>> START PAGE EXCERPT
Kimbilio Author Showcase

Kimbilio Author Showcase

By Enoch Pratt Free Library

Overview

Join us for evening with authors Danielle Evans, Rickey Fayne, Rion Amiclar Scott, Deesha Philyaw and Jacinda Townsend.

Join us for a night of unforgettable storytelling and celebration as Kimbilio for Black Fiction fellows and faculty take the stage.


Listen to five extraordinary voices in the contemporary African American diaspora: Danielle Evans, Rickey Fayne, Rion Amiclar Scott, Deesha Philyaw and Jacinda Townsend.


Experience stories that bend time, break rules, and challenge expectations.


About the Authors:
Danielle Evans is the author of the story collections The Office of Historical Corrections and Before You Suffocate Your Own Fool Self. Evans’ first collection won the PEN America Robert W. Bingham Prize, the Hurston-Wright Award for fiction, and the Paterson Prize for fiction. Her second won the Janet Heidinger Kafka Prize and was a finalist for the Aspen Prize, The Story Prize, The Chautauqua Prize, and The Los Angeles Times Book Prize for fiction. She has been awarded the New Literary Project Joyce Carol Oates Prize, a National Endowment for the Arts Fellowship, and was selected as one of the National Book Foundation's annual 5 under 35. Evans’ stories have appeared in magazines and anthologies including Best American Short Stories. She is an Associate Professor in The Writing Seminars at Johns Hopkins University, where she is also affiliated faculty with the Center for Africana Studies.



Rickey Fayne is a fiction writer from rural West Tennessee whose work has appeared in the American Short Fiction, Guernica, The Sewanee Review, and The Kenyon Review, among other magazines. His writing embodies his Black, Southern, over-churched upbringing in order to reimagine and honor his ancestors' experiences. He has received support for his writing from Tin House, Community of Writers, Kimbillio, Sewanee, Bread Loaf, Yaddo, Willapa Bay, and MacDowell. His first novel, The Devil Three Times is currently shortlisted for the Center for Fiction First Novel Prize.
>> END PAGE EXCERPT
>> START SUPPLIED INFORMATION
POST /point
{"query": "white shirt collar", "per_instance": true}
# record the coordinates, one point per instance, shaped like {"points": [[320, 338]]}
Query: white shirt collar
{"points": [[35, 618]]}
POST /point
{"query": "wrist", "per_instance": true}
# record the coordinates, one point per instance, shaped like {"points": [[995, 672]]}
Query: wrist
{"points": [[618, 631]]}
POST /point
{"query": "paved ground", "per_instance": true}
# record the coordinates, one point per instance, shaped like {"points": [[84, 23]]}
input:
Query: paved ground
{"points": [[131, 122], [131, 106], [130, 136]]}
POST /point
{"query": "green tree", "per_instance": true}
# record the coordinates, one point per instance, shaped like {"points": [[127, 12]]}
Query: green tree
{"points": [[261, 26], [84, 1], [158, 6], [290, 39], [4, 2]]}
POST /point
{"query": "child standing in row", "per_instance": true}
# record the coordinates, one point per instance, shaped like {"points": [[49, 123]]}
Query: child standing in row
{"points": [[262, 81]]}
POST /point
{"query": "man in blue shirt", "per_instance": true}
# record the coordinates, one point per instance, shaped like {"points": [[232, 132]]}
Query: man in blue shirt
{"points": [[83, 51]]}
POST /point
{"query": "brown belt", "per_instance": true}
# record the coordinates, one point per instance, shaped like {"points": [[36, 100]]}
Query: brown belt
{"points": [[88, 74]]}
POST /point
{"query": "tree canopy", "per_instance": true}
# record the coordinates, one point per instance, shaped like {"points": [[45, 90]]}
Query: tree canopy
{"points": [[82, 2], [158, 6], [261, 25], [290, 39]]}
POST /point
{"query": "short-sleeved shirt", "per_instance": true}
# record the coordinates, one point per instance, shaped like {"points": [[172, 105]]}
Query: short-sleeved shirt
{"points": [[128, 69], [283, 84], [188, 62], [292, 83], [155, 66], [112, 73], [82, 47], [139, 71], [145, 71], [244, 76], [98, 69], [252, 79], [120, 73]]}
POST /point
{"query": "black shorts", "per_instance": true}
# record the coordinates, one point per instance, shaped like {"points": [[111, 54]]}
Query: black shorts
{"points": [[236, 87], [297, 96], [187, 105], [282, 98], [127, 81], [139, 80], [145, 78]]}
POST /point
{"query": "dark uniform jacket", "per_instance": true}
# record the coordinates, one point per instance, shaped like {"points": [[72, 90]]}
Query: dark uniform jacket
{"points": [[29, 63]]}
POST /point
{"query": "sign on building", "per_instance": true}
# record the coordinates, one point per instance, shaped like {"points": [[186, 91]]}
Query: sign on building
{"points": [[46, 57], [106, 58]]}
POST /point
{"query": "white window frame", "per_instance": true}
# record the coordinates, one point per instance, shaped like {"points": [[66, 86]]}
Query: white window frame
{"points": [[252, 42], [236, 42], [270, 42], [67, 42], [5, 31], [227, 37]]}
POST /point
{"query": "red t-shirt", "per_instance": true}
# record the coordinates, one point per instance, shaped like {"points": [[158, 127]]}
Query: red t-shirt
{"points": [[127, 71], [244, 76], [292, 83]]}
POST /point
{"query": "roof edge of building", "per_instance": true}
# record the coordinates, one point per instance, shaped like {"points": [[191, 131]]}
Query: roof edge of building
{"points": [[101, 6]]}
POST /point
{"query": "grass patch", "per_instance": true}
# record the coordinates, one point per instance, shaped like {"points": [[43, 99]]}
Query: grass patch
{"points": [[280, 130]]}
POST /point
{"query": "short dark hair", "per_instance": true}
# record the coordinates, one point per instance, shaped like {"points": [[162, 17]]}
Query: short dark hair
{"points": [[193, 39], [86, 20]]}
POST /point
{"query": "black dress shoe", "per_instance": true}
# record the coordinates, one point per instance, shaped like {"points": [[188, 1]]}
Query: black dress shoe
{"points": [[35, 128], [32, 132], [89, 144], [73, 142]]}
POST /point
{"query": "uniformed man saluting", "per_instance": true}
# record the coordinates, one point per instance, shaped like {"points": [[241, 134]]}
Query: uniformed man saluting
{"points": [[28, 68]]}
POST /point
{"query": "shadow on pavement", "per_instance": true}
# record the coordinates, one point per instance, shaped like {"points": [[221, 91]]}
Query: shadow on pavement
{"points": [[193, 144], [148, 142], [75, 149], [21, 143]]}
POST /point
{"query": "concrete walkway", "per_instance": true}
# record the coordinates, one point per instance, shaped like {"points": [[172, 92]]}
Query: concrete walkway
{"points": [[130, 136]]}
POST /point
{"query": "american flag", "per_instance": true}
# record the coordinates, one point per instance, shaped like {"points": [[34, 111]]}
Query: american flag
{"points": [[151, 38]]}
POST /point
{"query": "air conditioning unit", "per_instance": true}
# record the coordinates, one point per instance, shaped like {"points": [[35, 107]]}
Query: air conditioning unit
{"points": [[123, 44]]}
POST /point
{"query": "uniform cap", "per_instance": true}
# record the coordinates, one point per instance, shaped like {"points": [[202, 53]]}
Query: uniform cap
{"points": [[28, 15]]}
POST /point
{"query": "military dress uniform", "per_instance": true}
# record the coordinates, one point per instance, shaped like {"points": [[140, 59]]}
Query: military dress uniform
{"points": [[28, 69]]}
>> END SUPPLIED INFORMATION
TASKS TO CARRY OUT:
1. From the Kimbilio Author Showcase page, return verbatim the passage that opens with the words containing "Join us for a" and closes with "and challenge expectations.".
2. Translate into French the following sentence from the Kimbilio Author Showcase page: "Experience stories that bend time, break rules, and challenge expectations."

EXPECTED RESULTS:
1.
Join us for a night of unforgettable storytelling and celebration as Kimbilio for Black Fiction fellows and faculty take the stage.


Listen to five extraordinary voices in the contemporary African American diaspora: Danielle Evans, Rickey Fayne, Rion Amiclar Scott, Deesha Philyaw and Jacinda Townsend.


Experience stories that bend time, break rules, and challenge expectations.

2. Découvrez des histoires qui plient le temps, enfreignent les règles et défient les attentes.